Task directions:
Rewrite the stretch of the storage upgrades transcript from "Transcript: Managing large" through "the technical considerations.", substituting "webinar" for "presentation" wherever it occurs.

Text:
• • • • •

Transcript: Managing large scale storage upgrades across the NetApp enterprise

Managing large scale storage upgrades across the NetApp enterprise

Hello everyone. Thanks for joining this presentation. My name is Peter Han, Senior Technical Program Manager in NetApp IT. And David Tanigawa, who is the Tech leader will join this presentation to present the technical considerations.

Agenda

For today’s agenda, the NetApp IT has been running the FAST program, which is to upgrade and maintain the hardware platform and storage software upgrades. We want to share our experience and give a current status for the European TPM teams. And Dave is covering the technical considerations of this program. And then I am going to cover the NetApp life-cycle measurement dashboard, the challenges and the lessons learned.

Corporate IT at NetApp

For the overview of the corporate NetApp IT, that we are currently running a 100 terabyte of storage with 450 storage controllers and 5,000 servers. And that supports 375 enterprise applications. As of today, we have 124 SaaS applications running on our environment.

Established Program and Process

First program step was to establish the program, and where to find the processes in upgrading and maintaining the hardware and OS levels of the NetApp storages solutions. As for the major goal of this program, making sure that operating environment is in a consistent, stable environment, and maintain the structure to recycle. Also, by implementing new product and new code, then upgrade a new feature and bug fixes in our operating environment.

And this program covers the NetApp products and has 10 tracks. One of the other major things is the ONTAP 9 track. Also, it covers the other technology products including cluster switches, StorageGRID, and HCI, and E-Series systems, and more. And by using this program, NetApp IT can improve the performance, learn the updates on storage software and the hardware environment, and create the enterprise NetApp products showcase to our customers.

There are benefit to the NetApp product development engineering as we are Customer-1, the early adopters of the NetApp products, the product development team can validate the product readiness before they ship to the customers. Also learn about their products with the other variable load with live data sets from NetApp IT. Also discover new bugs and issues, and work together with IT and engineering teams for the early resolution and triage of bug fixes from the program.

First Application Systems Testing (FAST) Program

There are two type of releases in NetApp: RC for release candidate and GA for general availability. The FAST program is the process used by Customer-1 for upgrading and maintaining OS level of the NetApp storage solutions within large corporate strategy environment. So in terms of the deployment process, we put GA in the IT lab for feature testing, then do the TOIs, then moving to approve the release cycle to deploy to the other environment.

Step #1 is the lab environment. Then wait for a week to check the stability of the new code, then move them to back up, because a backup has a SnapMirror services and destination relationship requirements. We upgrade the entire backup before we move to subprod.

Then once we create all the backups and wait for a week, then we move to the subprod migration. A subprod environment includes the test to staging environment. Per our upgrade policies, we have to recreate in the subprod environment for at least the full clusters before moving to the production. Once we upgraded the subprod clusters and watch for the two weeks, then move to production environment. Production is our critical application environment and we only deploy the GA to the production environment.

• • • • •

(Data entries)
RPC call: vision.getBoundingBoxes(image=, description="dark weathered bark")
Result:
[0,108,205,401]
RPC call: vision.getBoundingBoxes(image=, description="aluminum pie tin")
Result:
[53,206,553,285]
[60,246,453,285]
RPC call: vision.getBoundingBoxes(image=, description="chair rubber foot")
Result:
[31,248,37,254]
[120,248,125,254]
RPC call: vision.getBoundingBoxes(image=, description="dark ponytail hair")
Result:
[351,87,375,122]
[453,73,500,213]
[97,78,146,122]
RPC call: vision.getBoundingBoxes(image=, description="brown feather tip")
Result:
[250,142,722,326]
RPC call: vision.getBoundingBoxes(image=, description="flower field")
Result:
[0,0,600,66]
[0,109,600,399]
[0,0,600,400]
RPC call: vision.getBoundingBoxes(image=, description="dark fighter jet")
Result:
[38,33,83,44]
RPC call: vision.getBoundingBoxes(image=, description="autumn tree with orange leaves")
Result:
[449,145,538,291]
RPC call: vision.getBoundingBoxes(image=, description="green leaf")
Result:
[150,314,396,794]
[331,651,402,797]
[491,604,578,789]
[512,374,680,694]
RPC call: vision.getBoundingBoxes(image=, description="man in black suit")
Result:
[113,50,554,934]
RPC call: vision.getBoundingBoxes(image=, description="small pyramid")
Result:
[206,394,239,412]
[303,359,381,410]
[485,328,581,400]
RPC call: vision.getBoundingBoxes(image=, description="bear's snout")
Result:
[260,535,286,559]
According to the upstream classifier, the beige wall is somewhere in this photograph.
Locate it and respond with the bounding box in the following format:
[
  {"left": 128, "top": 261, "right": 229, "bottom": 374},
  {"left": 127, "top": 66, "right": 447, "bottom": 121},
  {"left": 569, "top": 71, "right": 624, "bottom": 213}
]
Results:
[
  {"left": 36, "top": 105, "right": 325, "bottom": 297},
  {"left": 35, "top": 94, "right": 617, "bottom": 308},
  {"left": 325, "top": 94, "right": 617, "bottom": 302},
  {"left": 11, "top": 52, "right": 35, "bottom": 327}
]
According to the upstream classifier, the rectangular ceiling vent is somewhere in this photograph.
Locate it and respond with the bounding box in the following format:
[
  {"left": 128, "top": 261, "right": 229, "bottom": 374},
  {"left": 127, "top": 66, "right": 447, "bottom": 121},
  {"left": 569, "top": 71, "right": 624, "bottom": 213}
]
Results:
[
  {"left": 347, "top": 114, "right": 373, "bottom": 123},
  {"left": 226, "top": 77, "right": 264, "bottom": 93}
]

• • • • •

Final answer:
Transcript: Managing large scale storage upgrades across the NetApp enterprise

Managing large scale storage upgrades across the NetApp enterprise

Hello everyone. Thanks for joining this webinar. My name is Peter Han, Senior Technical Program Manager in NetApp IT. And David Tanigawa, who is the Tech leader will join this webinar to present the technical considerations.